- **Task input**:
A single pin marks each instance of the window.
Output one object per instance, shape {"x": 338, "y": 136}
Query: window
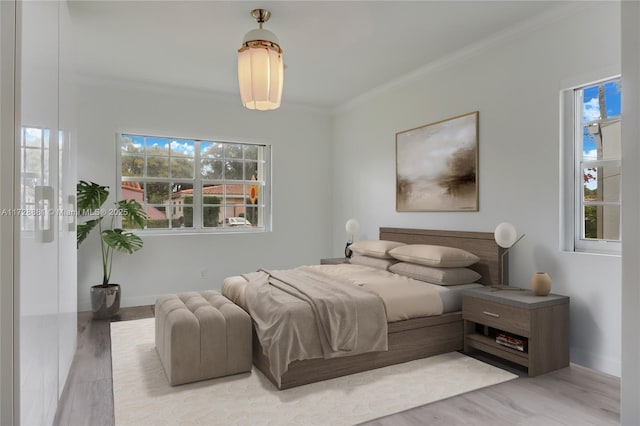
{"x": 197, "y": 186}
{"x": 596, "y": 146}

- **Description of the task**: When printing the entries, leave out the images and keep everything else exact.

- **Written response**:
A single pin marks each instance of the window.
Output one object per instance, shape {"x": 338, "y": 136}
Query: window
{"x": 197, "y": 186}
{"x": 596, "y": 146}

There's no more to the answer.